▶ [Exercise description]: Starting at the line containing "[tag] driveway: a pin per instance" and ending at the last of the lines, reproduce those lines, labeling requests included, and add 93 to every coordinate value in the answers. Omit the pictures from your reply.

▶ [Information given]:

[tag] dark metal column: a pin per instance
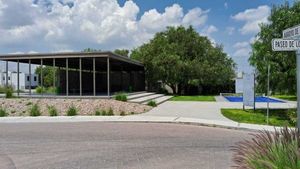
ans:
(30, 77)
(42, 86)
(80, 76)
(6, 78)
(18, 78)
(94, 76)
(108, 77)
(67, 77)
(54, 75)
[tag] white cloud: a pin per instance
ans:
(226, 5)
(102, 24)
(209, 30)
(242, 49)
(252, 18)
(230, 30)
(196, 17)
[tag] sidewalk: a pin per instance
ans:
(138, 118)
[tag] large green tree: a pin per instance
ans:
(180, 57)
(48, 74)
(122, 52)
(283, 64)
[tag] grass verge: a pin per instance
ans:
(286, 97)
(194, 98)
(278, 117)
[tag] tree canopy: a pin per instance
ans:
(122, 52)
(48, 74)
(180, 58)
(283, 64)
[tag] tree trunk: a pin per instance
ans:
(173, 87)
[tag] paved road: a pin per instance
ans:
(204, 110)
(115, 145)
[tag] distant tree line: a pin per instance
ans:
(187, 62)
(283, 64)
(180, 58)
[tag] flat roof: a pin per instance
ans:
(62, 55)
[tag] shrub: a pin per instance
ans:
(52, 90)
(279, 149)
(28, 103)
(122, 113)
(72, 111)
(40, 89)
(3, 112)
(292, 114)
(110, 112)
(2, 89)
(103, 113)
(9, 92)
(152, 103)
(52, 111)
(121, 97)
(98, 113)
(35, 110)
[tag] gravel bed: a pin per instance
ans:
(21, 106)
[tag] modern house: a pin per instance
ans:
(85, 74)
(239, 83)
(24, 80)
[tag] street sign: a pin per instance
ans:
(285, 45)
(291, 32)
(248, 89)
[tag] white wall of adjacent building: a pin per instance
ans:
(24, 80)
(239, 86)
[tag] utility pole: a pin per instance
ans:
(268, 95)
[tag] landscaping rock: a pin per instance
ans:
(20, 107)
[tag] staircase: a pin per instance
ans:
(145, 97)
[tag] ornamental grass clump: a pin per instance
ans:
(3, 112)
(121, 97)
(52, 111)
(110, 112)
(72, 111)
(35, 110)
(9, 92)
(269, 150)
(152, 103)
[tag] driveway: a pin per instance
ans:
(115, 145)
(189, 109)
(203, 110)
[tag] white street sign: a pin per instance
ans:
(285, 45)
(291, 32)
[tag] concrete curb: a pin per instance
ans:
(140, 119)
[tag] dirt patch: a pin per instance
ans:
(20, 107)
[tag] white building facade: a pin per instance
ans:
(24, 80)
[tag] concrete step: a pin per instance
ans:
(135, 93)
(160, 100)
(146, 98)
(135, 96)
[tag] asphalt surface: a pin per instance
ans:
(95, 145)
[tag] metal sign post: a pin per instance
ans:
(298, 88)
(268, 95)
(291, 42)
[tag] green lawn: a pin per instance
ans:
(193, 98)
(279, 117)
(286, 97)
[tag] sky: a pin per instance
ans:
(30, 26)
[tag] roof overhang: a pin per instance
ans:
(15, 57)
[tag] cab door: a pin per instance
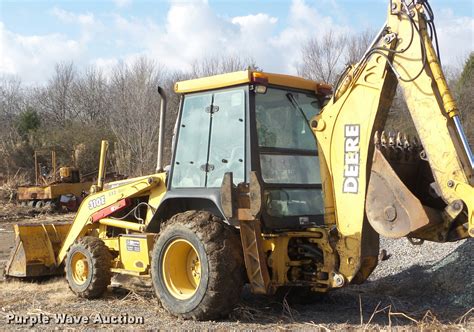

▶ [Solution for this task]:
[tag] driveway: a pin per instance
ans:
(208, 238)
(282, 202)
(296, 203)
[tag] white street sign: a pin per instance
ans:
(378, 138)
(384, 125)
[tag] concrete curb: a pin per instance
ans:
(233, 212)
[tag] dirt patch: a pin per instance
ans:
(113, 200)
[tag] white building facade: a pin per instance
ans:
(117, 173)
[tag] concrete step: a pin per instance
ans:
(228, 186)
(253, 193)
(239, 191)
(228, 189)
[tag] asphalt surface: a pin per instance
ans:
(188, 238)
[tag] metal sign post: a pin per instance
ans:
(391, 181)
(361, 188)
(384, 135)
[tag] green lawn: a pin per instance
ans:
(286, 191)
(372, 210)
(379, 190)
[tag] sky: a pin per instance
ans:
(123, 119)
[tag] roof overhang: a pin per instance
ans:
(108, 150)
[tag] cab door: a pin per instance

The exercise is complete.